### [Dataset content]
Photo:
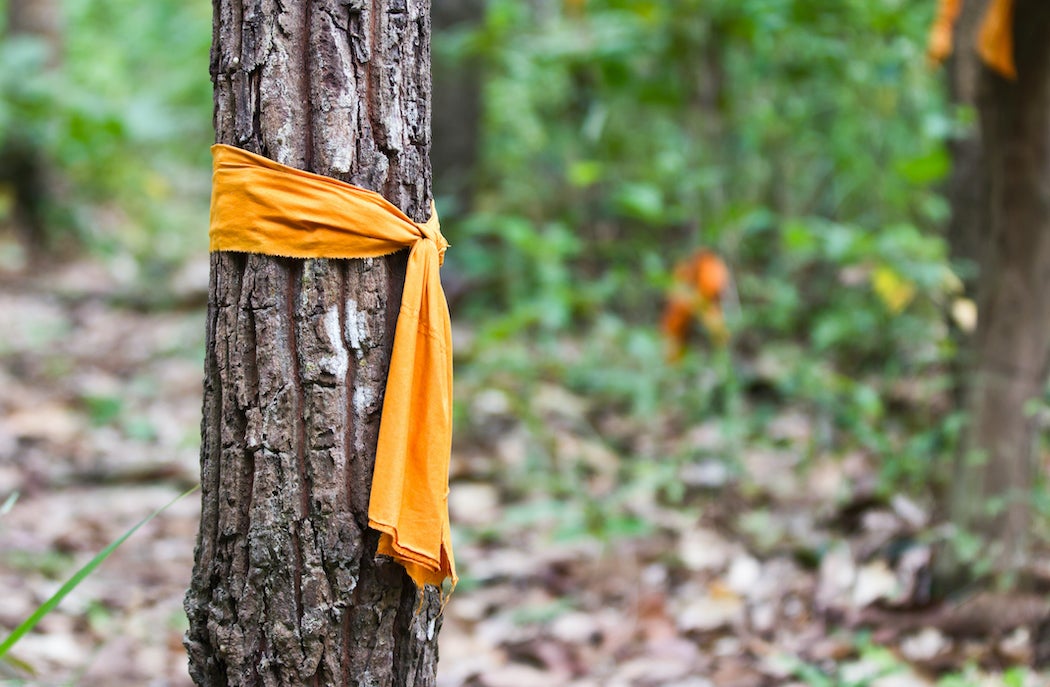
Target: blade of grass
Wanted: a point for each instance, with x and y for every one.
(8, 503)
(71, 583)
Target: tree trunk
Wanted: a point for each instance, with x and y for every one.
(287, 589)
(1012, 341)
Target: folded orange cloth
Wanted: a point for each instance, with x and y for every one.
(994, 41)
(259, 206)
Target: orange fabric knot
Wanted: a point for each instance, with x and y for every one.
(260, 206)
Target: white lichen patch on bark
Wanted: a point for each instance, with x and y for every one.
(357, 326)
(338, 362)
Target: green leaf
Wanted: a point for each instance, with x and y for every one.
(79, 577)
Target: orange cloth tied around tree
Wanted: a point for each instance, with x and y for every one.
(994, 40)
(260, 206)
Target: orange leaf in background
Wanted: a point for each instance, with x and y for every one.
(699, 286)
(994, 41)
(940, 35)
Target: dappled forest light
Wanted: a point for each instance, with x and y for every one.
(748, 318)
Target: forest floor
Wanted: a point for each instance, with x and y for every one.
(779, 579)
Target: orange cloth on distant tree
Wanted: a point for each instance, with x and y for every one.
(994, 40)
(260, 206)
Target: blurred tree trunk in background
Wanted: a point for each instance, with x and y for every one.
(287, 589)
(968, 181)
(998, 470)
(457, 106)
(23, 168)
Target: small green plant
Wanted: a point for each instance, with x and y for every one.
(71, 584)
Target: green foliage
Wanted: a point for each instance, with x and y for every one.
(121, 119)
(70, 584)
(803, 140)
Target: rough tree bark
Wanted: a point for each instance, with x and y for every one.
(1012, 341)
(286, 588)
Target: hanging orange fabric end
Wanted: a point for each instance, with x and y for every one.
(260, 206)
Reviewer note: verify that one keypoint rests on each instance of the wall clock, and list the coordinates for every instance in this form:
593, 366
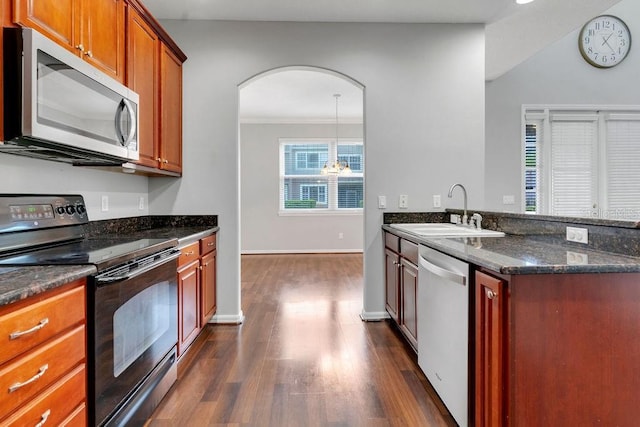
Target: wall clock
604, 41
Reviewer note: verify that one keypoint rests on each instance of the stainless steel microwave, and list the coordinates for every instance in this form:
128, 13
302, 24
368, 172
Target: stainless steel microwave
59, 107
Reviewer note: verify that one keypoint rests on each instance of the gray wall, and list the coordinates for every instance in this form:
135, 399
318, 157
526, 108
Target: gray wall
424, 121
556, 75
263, 229
25, 175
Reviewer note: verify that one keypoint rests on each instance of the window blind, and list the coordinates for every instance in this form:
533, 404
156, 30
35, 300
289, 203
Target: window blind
623, 166
573, 165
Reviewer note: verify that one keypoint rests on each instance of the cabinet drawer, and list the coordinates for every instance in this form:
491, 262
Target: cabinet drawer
207, 244
409, 250
52, 360
55, 404
189, 253
39, 321
392, 242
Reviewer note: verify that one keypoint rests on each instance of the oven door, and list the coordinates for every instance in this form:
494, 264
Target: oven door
133, 327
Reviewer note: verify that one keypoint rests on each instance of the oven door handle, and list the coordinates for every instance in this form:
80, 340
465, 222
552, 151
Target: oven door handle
107, 279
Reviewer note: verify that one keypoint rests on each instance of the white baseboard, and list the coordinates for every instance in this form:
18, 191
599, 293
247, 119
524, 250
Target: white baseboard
374, 316
300, 251
232, 319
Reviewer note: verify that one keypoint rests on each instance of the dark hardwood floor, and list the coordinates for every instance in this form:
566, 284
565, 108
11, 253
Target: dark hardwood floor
302, 357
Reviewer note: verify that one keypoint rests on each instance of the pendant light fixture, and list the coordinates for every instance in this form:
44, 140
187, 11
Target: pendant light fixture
338, 167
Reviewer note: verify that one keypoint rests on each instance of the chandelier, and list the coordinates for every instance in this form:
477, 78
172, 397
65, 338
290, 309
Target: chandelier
337, 167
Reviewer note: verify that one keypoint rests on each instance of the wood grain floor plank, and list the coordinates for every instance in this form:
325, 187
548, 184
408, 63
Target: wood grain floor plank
303, 356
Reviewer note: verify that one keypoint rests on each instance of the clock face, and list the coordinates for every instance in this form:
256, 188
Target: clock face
604, 41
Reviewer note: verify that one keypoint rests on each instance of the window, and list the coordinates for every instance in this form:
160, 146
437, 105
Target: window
582, 163
304, 189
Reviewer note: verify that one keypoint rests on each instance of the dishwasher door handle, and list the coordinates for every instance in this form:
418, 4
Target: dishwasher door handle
452, 276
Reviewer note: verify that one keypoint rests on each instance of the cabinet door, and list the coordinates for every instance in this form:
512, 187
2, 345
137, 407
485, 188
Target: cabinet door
409, 295
102, 35
188, 305
170, 110
55, 19
208, 283
392, 283
490, 365
143, 48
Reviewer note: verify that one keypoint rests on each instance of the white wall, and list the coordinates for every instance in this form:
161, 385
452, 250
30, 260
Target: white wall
26, 175
556, 75
424, 120
263, 229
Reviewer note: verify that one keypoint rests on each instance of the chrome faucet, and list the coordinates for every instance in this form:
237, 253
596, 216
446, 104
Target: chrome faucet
464, 192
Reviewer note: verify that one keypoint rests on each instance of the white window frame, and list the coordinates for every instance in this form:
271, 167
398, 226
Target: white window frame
331, 180
543, 113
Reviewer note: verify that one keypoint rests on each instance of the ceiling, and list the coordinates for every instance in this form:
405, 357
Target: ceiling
513, 33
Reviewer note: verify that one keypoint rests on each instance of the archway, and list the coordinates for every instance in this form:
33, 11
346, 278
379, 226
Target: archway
290, 125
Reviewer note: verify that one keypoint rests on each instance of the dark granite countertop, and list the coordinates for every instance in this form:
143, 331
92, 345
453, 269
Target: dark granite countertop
528, 254
18, 283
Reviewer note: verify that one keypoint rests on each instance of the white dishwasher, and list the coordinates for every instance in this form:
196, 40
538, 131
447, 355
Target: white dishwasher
443, 328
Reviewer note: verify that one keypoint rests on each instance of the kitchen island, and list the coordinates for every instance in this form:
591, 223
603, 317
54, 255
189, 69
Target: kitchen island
553, 326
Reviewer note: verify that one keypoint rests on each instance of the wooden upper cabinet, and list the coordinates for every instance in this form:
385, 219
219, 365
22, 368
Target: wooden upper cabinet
143, 48
102, 35
53, 18
171, 110
93, 29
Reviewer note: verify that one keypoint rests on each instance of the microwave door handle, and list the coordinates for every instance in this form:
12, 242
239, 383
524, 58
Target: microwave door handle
125, 105
132, 121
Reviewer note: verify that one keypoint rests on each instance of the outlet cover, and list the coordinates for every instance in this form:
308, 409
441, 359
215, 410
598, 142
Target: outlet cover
578, 235
437, 201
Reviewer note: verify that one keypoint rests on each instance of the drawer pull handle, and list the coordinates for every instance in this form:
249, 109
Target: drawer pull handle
39, 326
36, 377
44, 417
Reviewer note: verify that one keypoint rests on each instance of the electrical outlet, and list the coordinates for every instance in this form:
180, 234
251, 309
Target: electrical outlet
578, 235
382, 202
508, 200
437, 201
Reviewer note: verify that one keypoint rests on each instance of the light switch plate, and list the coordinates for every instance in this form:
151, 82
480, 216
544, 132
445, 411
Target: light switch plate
382, 202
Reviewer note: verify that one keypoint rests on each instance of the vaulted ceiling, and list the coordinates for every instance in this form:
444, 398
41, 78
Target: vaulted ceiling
513, 32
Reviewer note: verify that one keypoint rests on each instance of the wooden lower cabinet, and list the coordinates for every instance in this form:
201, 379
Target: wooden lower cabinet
401, 285
43, 378
490, 351
392, 284
409, 292
188, 305
557, 349
196, 289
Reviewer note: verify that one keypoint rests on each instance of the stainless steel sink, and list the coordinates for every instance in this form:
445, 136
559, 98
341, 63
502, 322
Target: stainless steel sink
437, 229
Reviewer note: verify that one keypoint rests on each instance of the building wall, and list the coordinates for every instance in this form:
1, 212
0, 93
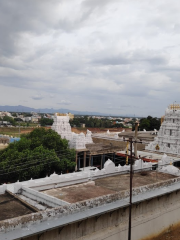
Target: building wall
120, 144
149, 219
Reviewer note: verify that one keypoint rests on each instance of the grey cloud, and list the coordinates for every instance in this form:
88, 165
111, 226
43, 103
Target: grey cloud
37, 97
64, 102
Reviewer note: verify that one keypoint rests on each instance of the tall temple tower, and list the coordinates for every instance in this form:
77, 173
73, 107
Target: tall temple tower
61, 126
168, 138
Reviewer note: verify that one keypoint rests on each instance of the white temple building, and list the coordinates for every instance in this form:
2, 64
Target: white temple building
168, 137
62, 127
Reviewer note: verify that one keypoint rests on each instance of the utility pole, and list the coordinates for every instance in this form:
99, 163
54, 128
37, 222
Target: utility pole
19, 129
130, 195
130, 140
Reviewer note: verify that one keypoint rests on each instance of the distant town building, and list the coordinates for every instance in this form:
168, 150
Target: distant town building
62, 127
167, 139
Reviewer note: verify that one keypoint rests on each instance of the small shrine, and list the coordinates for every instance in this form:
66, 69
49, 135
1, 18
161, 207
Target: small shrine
62, 127
168, 137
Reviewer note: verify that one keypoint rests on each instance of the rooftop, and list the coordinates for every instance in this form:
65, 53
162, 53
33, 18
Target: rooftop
104, 186
11, 207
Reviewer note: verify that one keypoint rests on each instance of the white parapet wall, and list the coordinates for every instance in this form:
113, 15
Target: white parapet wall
44, 198
56, 181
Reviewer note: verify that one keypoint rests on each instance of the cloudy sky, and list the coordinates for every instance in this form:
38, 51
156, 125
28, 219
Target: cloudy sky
111, 56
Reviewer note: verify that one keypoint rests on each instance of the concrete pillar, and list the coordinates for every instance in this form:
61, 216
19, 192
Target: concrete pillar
135, 144
101, 161
76, 162
84, 165
90, 160
114, 158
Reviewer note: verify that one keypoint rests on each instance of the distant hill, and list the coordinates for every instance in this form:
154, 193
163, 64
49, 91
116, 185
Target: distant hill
21, 108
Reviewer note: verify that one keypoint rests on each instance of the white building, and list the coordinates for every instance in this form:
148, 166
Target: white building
168, 138
62, 127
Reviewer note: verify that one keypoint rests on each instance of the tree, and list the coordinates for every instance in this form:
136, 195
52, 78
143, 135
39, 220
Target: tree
37, 154
150, 123
46, 121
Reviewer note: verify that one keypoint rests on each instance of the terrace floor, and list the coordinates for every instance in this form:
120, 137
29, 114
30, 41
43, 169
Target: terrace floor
104, 186
11, 207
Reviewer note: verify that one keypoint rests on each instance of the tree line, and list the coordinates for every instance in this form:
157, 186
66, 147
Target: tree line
36, 155
95, 122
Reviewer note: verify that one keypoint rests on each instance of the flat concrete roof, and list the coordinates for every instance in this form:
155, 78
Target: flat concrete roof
148, 136
107, 185
89, 213
11, 207
155, 155
78, 192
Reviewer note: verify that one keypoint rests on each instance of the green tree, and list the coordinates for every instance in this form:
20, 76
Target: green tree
38, 153
46, 121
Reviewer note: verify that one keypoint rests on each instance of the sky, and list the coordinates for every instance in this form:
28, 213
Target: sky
112, 56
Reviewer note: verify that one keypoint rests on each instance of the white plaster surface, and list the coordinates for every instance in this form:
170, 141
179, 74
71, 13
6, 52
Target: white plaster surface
168, 137
62, 127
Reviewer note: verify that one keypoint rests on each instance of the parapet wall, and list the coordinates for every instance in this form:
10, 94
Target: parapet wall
55, 180
35, 218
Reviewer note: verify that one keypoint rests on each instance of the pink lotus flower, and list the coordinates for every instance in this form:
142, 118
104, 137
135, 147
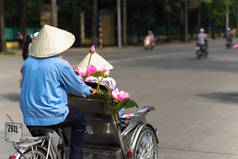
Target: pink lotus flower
120, 95
83, 72
235, 46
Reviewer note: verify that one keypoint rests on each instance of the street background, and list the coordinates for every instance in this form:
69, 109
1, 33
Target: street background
195, 100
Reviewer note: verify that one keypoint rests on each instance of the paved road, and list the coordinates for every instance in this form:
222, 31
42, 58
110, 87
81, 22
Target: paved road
196, 100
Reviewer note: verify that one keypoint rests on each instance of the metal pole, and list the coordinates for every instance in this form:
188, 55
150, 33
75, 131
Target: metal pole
186, 21
54, 16
119, 22
227, 16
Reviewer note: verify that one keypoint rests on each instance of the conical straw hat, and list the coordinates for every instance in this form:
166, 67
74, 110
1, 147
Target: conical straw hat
96, 60
51, 41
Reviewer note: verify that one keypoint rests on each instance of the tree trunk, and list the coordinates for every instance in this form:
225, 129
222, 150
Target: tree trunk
23, 19
125, 22
94, 22
3, 47
53, 6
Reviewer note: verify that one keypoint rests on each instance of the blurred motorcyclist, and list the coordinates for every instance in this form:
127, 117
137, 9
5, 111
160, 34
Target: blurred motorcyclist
229, 36
202, 44
202, 37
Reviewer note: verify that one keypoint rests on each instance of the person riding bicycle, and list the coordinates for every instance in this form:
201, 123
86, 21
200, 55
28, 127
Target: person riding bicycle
202, 40
46, 81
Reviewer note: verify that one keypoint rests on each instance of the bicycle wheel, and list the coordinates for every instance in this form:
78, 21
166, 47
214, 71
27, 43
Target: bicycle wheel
38, 154
147, 146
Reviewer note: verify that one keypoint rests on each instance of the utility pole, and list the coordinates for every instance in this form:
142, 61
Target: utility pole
119, 22
2, 27
54, 15
124, 22
227, 16
82, 28
186, 21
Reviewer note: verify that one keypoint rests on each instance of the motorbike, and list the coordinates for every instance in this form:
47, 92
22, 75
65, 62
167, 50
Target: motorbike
148, 44
130, 137
201, 51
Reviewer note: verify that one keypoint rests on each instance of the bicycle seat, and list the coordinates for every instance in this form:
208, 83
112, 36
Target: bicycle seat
40, 130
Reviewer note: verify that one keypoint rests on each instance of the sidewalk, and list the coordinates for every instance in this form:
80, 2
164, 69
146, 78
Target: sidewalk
110, 48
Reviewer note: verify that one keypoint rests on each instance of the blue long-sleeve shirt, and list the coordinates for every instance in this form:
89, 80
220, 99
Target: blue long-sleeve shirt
45, 85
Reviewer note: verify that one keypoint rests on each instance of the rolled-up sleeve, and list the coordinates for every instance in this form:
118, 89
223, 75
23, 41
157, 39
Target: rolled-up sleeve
72, 83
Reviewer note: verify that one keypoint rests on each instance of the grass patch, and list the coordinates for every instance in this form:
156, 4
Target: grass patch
7, 53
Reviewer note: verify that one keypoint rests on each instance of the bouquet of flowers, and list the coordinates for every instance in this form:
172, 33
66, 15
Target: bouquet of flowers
114, 99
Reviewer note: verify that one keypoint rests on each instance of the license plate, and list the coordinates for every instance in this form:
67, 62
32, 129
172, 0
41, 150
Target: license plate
13, 132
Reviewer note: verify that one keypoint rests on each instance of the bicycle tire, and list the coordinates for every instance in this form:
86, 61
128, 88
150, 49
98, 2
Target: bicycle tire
147, 131
40, 153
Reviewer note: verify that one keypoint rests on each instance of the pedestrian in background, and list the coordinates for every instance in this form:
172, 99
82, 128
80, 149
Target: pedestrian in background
20, 40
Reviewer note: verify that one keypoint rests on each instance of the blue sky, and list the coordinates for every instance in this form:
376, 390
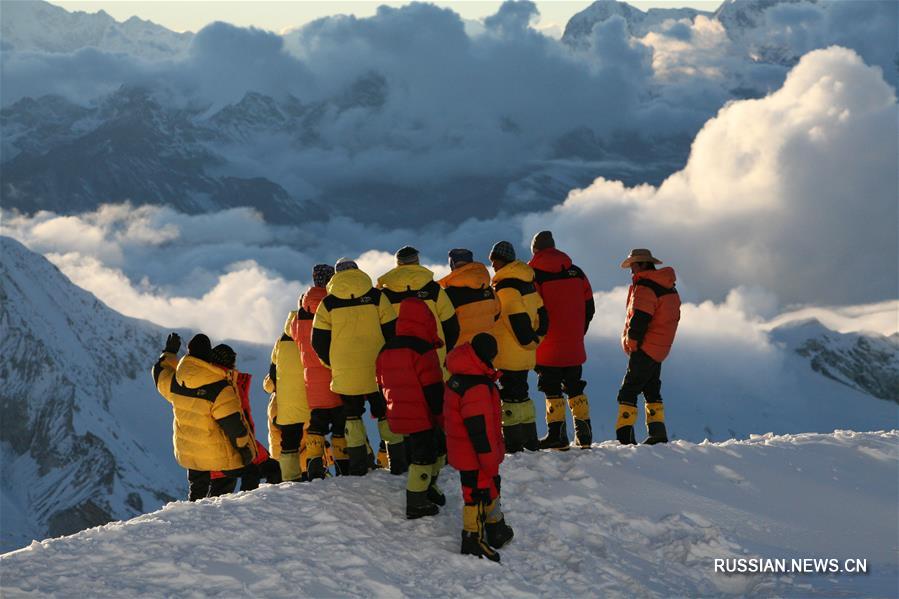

### [Task instructions]
Please count the lines in the records above that contain the string "plate", where case counts, and reply with the number only.

### [Problem solution]
4